You’ll no doubt also be comforted to know that unless some bystander footage emerges of the incident, we’ll probably be getting no video evidence whatsoever to prove how the shooting transpired. Senator King said he was told by Mullin that the ICE agents involved were not wearing body cameras, despite ICE policy specifically requiring their usage. Nor were the agents who shot Lorenzo Salgado Araujo, as far as we know. Mullin reportedly pleaded mea culpa, saying that the body cameras were still in the process of being distributed and hadn’t yet made it to Maine, despite their use having been the policy for years. Isn’t it weird how easy it is to distribute guns, but how hard it is to distribute cameras? But don’t worry, the 82-year-old Maine senator said he was “concerned,” hearing that, and said that Mullin had promised a “transparent” investigation. Sounds like it’s all taken care of!

#### What you need to do:
- A) In two sentences, sum up the passage about the missing body cameras.
- B) In the passage about the missing body cameras, switch "body cameras" to "bodycams" and write out the part starting with "You’ll no doubt" and going on through "taken care of!".

#### The data:
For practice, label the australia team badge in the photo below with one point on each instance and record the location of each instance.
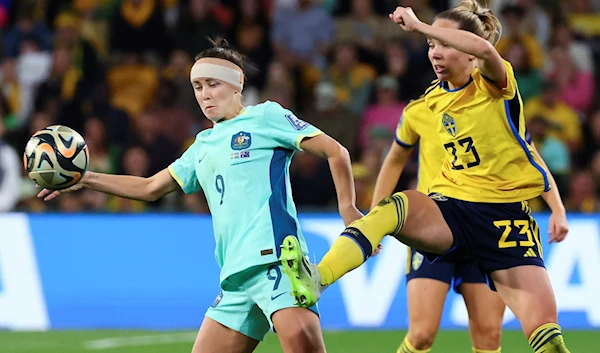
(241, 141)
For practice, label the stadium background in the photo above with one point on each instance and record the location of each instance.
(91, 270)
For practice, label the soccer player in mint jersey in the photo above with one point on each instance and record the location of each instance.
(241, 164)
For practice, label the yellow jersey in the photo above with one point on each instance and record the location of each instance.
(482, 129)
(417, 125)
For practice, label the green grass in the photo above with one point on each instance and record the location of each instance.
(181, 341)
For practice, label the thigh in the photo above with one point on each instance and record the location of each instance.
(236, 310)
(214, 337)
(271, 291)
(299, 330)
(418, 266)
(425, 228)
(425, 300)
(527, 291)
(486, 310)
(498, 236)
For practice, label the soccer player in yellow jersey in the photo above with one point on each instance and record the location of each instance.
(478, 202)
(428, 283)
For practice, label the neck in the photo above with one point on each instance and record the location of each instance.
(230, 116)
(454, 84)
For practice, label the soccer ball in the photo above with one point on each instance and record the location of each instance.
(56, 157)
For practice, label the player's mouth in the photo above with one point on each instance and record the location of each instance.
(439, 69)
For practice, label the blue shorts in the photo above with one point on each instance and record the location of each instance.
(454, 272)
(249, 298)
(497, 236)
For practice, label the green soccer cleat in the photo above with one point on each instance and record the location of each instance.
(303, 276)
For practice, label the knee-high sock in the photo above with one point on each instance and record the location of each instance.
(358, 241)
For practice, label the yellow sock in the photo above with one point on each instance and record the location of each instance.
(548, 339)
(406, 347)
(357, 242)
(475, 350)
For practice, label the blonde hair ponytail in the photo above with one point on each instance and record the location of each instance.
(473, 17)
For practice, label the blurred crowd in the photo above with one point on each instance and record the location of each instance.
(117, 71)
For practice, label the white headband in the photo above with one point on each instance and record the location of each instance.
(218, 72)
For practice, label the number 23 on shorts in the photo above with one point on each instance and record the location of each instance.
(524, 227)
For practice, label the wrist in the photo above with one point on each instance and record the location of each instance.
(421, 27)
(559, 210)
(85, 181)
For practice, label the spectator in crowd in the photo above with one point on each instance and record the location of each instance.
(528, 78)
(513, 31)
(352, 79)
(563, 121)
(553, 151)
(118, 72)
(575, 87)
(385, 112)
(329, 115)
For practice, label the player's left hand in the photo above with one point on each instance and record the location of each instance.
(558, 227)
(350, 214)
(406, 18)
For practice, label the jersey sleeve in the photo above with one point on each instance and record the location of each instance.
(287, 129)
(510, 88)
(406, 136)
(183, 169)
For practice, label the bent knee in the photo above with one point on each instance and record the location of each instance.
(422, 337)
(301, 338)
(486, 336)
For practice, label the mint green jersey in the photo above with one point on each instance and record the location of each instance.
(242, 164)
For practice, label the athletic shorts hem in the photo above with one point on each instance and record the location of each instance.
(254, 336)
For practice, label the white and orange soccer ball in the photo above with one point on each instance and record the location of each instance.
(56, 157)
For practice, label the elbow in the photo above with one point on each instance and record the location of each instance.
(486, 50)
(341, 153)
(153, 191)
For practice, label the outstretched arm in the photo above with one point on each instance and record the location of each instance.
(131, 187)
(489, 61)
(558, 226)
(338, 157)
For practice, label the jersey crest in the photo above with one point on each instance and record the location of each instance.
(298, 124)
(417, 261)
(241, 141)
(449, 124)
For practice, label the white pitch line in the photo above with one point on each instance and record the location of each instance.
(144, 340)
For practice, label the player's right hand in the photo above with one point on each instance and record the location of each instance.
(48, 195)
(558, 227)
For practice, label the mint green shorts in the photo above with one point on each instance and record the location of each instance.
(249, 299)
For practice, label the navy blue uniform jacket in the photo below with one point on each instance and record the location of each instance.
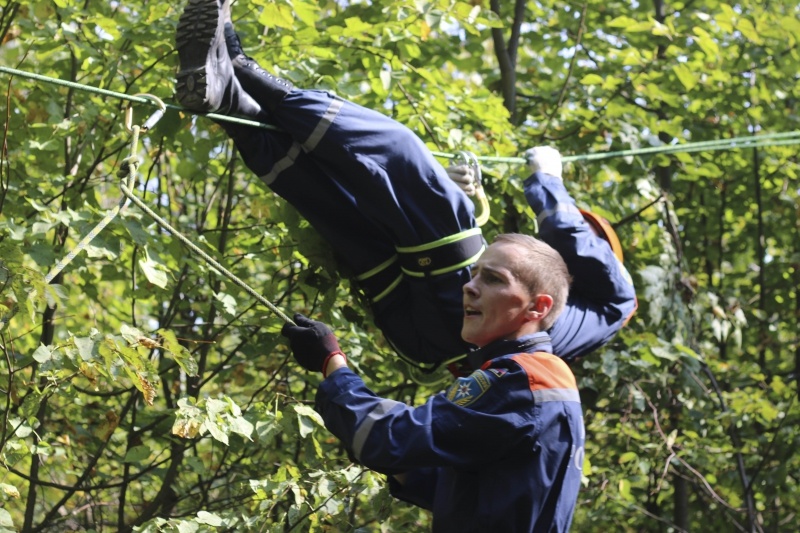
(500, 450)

#### Answers to each task:
- A) Senator King said Mullin told him the ICE agents involved in the shooting were not wearing body cameras, even though ICE policy requires them, so there will probably be no video of the shooting unless bystander footage emerges. Mullin reportedly said the cameras were still being distributed and hadn't reached Maine yet, and King said he was "concerned" and that Mullin had promised a "transparent" investigation.

- B)
You’ll no doubt also be comforted to know that unless some bystander footage emerges of the incident, we’ll probably be getting no video evidence whatsoever to prove how the shooting transpired. Senator King said he was told by Mullin that the ICE agents involved were not wearing bodycams, despite ICE policy specifically requiring their usage. Nor were the agents who shot Lorenzo Salgado Araujo, as far as we know. Mullin reportedly pleaded mea culpa, saying that the bodycams were still in the process of being distributed and hadn’t yet made it to Maine, despite their use having been the policy for years. Isn’t it weird how easy it is to distribute guns, but how hard it is to distribute cameras? But don’t worry, the 82-year-old Maine senator said he was “concerned,” hearing that, and said that Mullin had promised a “transparent” investigation. Sounds like it’s all taken care of!